* 引用文 *
☆ ☆ ☆
文藝別冊 萩尾望都 少女マンガ界の偉大なる母

文藝別冊 萩尾望都 少女マンガ界の偉大なる母

  • 作者:
  • 出版社/メーカー: 河出書房新社
  • 発売日: 2010/05/14
  • メディア: ムック
濃密な内容でした。
編集者の愛情が感じられる出来映えです。
萩尾ファンの方には力を込めてお薦めできます^^

 
・萩尾望都 2万字ロングインタビュー 「わたしのマンガ人生」
漫画家という面だけでなく、
「萩尾望都」の人間としての魅力にも
スポットを当てたインタビューにしたかったそうです。
萩尾さんは、生い立ちから親子の葛藤など
プライベートなことまで語っています。

 
・萩尾望都の解説付き 仕事場&愛猫紹介
あの当時、とても不便な場所だったH市に
なぜ住むようになったのか不思議でした。
光化学スモッグで体調を崩して静かなところに
引っこんだわけですね。

 
・漫画家からの特別寄稿
永井豪が初めて会ったときの印象をこう書いている。
「なにやらオットリしていて、クール。
現実ばなれしたふわフワ感があった。」
「多分、半分くらい異次元の世界に住んでいるのであろう…」
これは萩尾さんが話しているところを見たときに
私が感じた印象と同じです^^

 
山岸凉子さんの文章
「あのサロンには、今思うと才能のかたまりの面々が
ひしめいていたのですが、その中でも、
ひとり自分のカプセルにほっこり入っているかのような
フシギな彼女が印象に残りました」
「その後、何度かお訪ねしましたが(今度は萩尾さんに会いに)
彼女の不思議度は増すばかり!
当然ですよね、だって彼女は
私が初めて出会った天才だったのですから。」


・作家対談 萩尾望都×長嶋有
私はこの対談がとてもおもしろかった。

「言いたいひとこと」を「必ずクライマックスに」
入れているそうです。
「計算して一番印象付けるように」
萩尾さんの作品が端正にまとまっているような
印象があるのはこうした意図が表れているからかな。
☆ ☆ ☆
* 依頼文 A *
萩尾望都のムックを紹介した引用文では、この本の出版社はどことされていますか？
☆ ☆ ☆
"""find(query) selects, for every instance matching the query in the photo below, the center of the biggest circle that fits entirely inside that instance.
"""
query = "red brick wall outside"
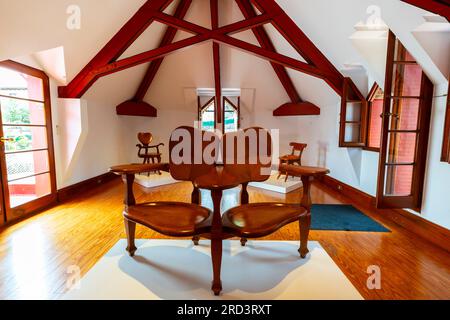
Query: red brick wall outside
(376, 108)
(406, 142)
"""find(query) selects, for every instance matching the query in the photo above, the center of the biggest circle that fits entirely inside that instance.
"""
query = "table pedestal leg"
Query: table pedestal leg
(305, 220)
(216, 242)
(195, 199)
(244, 200)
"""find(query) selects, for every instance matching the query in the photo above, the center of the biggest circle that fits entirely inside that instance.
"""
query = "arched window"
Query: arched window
(207, 114)
(231, 114)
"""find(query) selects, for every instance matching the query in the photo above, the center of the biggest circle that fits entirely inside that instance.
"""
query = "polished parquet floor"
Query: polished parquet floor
(36, 254)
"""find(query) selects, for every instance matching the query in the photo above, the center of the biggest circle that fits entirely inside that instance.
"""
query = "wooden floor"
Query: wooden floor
(35, 254)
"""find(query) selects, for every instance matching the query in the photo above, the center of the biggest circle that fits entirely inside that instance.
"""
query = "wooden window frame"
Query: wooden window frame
(414, 200)
(40, 203)
(445, 157)
(236, 107)
(352, 95)
(370, 98)
(203, 106)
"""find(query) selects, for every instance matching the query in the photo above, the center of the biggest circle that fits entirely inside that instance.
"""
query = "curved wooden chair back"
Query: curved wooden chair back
(249, 152)
(298, 147)
(192, 153)
(145, 138)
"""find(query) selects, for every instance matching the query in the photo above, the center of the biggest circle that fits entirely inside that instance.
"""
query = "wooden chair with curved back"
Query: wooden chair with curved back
(294, 158)
(175, 219)
(145, 150)
(257, 220)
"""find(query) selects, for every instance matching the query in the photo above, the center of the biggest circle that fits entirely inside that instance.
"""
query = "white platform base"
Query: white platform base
(154, 180)
(177, 270)
(278, 185)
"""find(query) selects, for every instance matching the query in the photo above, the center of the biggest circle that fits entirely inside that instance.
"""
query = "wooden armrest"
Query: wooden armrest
(138, 168)
(298, 171)
(157, 145)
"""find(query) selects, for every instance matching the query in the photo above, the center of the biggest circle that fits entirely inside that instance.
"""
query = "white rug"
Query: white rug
(177, 270)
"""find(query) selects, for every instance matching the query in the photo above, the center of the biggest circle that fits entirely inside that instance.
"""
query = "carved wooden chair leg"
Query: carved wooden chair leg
(130, 229)
(305, 224)
(196, 240)
(216, 256)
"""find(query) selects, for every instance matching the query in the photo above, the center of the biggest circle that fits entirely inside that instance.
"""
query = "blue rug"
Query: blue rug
(342, 218)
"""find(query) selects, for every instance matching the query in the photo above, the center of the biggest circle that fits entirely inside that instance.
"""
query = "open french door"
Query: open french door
(27, 167)
(406, 117)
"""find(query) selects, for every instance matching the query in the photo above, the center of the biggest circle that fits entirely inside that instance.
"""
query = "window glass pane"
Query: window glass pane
(398, 180)
(28, 189)
(353, 112)
(405, 114)
(208, 118)
(401, 147)
(24, 164)
(22, 112)
(25, 138)
(407, 80)
(16, 84)
(401, 54)
(375, 121)
(352, 132)
(231, 121)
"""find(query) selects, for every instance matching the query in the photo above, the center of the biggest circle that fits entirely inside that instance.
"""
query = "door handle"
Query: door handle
(390, 115)
(3, 139)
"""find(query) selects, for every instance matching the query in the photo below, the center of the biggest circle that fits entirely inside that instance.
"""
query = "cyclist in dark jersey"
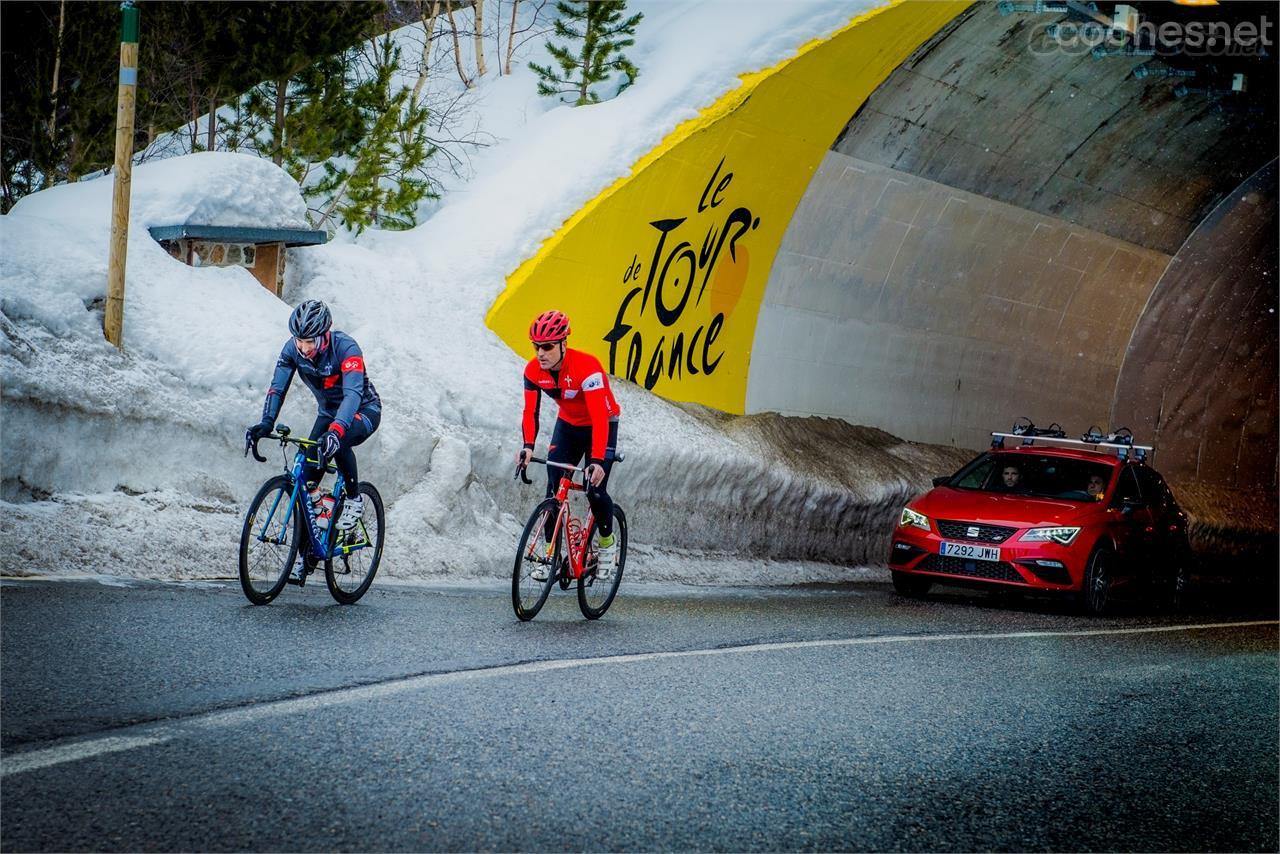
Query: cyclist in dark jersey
(348, 409)
(588, 423)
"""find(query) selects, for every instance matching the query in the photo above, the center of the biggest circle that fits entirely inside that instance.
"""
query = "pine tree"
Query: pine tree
(603, 32)
(385, 178)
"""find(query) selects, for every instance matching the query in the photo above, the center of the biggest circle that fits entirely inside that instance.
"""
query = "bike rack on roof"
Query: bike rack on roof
(1120, 439)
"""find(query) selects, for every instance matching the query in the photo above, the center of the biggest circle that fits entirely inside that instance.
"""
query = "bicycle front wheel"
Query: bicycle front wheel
(595, 594)
(356, 552)
(535, 572)
(268, 546)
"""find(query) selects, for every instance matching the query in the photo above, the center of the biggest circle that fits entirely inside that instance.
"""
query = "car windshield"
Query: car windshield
(1036, 476)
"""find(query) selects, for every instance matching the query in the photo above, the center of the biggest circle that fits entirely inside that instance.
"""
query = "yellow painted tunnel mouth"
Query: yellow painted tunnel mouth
(664, 270)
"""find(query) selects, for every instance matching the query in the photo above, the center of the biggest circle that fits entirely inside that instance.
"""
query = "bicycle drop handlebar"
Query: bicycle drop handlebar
(520, 470)
(282, 435)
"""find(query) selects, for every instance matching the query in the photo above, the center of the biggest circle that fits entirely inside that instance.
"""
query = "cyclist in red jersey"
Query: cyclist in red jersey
(588, 421)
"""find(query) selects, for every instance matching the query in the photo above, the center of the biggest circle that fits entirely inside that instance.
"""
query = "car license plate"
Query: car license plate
(969, 551)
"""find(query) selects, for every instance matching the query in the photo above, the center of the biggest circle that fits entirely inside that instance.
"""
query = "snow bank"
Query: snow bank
(135, 459)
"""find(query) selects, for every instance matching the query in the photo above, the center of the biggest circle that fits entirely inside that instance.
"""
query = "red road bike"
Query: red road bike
(568, 555)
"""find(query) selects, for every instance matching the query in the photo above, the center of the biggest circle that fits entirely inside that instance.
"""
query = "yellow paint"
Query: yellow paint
(663, 273)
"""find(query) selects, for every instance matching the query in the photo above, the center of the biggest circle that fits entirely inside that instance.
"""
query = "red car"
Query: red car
(1086, 517)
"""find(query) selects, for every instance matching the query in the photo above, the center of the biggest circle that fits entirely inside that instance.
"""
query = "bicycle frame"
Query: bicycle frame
(318, 548)
(577, 544)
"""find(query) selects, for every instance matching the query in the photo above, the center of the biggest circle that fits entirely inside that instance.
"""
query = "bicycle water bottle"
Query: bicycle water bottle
(324, 511)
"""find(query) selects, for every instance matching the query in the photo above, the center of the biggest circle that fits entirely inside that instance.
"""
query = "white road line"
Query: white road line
(159, 733)
(33, 759)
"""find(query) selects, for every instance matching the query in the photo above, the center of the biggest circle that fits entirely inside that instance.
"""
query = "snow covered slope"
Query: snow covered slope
(131, 462)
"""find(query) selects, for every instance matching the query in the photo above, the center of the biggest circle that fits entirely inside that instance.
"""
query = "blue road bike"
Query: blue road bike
(280, 524)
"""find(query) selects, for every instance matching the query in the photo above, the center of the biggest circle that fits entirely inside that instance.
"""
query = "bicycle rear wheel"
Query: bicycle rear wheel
(594, 594)
(268, 546)
(357, 552)
(528, 593)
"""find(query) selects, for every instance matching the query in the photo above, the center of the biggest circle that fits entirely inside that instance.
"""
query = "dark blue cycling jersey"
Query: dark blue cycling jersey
(336, 375)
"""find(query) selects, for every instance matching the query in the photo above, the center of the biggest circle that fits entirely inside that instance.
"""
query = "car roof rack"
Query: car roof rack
(1120, 441)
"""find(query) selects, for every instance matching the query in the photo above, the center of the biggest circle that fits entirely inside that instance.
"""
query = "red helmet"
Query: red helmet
(549, 325)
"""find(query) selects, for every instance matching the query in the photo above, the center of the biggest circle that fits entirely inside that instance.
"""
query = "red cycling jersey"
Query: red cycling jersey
(581, 389)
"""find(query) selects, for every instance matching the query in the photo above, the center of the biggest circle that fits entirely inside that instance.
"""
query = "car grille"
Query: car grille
(986, 533)
(992, 570)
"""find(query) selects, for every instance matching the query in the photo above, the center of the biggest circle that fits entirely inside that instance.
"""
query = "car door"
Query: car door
(1169, 531)
(1133, 525)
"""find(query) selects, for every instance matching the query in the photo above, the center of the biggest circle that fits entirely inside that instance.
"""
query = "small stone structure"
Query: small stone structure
(259, 250)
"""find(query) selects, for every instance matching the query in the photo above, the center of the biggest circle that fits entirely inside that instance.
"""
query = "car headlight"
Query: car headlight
(1060, 535)
(912, 519)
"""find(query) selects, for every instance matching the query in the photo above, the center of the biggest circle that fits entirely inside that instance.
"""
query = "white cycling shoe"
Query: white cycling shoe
(607, 560)
(352, 510)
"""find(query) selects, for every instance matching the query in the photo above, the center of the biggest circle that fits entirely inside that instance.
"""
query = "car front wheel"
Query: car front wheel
(1096, 592)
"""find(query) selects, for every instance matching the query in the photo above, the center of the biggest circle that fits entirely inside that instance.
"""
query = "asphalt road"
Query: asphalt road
(178, 717)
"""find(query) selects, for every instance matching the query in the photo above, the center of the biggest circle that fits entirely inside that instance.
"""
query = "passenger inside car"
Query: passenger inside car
(1011, 476)
(1096, 487)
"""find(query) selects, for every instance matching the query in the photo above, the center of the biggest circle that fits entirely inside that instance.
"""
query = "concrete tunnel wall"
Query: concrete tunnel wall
(986, 237)
(937, 225)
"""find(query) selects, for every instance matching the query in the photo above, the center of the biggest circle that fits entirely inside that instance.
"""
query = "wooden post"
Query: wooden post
(113, 319)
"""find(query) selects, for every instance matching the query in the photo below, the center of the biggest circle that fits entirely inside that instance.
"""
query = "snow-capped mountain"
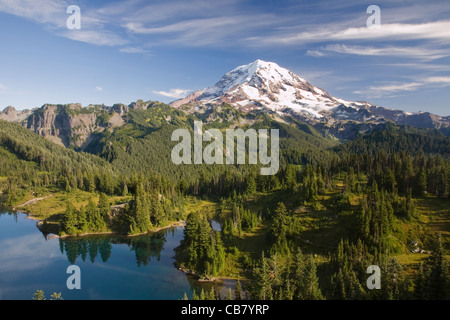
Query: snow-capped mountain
(263, 85)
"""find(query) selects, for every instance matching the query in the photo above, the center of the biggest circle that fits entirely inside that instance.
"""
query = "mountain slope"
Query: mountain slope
(267, 86)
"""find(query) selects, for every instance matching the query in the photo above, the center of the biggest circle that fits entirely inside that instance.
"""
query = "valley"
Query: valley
(357, 185)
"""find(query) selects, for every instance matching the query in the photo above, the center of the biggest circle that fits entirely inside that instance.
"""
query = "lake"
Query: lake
(112, 267)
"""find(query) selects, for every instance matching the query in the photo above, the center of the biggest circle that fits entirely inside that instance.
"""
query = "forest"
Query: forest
(307, 233)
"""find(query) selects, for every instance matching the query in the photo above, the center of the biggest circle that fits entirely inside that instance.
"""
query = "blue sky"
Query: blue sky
(162, 50)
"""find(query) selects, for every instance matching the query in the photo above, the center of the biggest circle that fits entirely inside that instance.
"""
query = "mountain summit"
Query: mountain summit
(263, 85)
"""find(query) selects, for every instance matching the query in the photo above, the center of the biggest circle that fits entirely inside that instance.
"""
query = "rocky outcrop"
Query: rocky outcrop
(10, 114)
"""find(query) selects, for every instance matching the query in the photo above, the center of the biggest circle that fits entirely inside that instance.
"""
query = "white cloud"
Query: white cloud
(132, 50)
(395, 87)
(174, 93)
(442, 80)
(438, 30)
(408, 52)
(52, 14)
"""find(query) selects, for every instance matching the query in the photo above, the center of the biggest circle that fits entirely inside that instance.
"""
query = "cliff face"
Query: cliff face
(71, 125)
(10, 114)
(67, 125)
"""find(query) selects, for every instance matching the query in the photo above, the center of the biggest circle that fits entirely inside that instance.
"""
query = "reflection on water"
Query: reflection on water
(112, 267)
(145, 247)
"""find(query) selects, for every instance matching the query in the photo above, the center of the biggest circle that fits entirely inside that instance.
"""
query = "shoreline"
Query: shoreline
(40, 222)
(172, 225)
☆ ☆ ☆
* 依頼文 B *
エントリの中から「painted」という語を含む行をすべて抜き出し、そのまま写して報告してください。

* 最終回答 A *
河出書房新社です。

* 最終回答 B *
query = "yellow painted tunnel mouth"
Query: yellow painted tunnel mouth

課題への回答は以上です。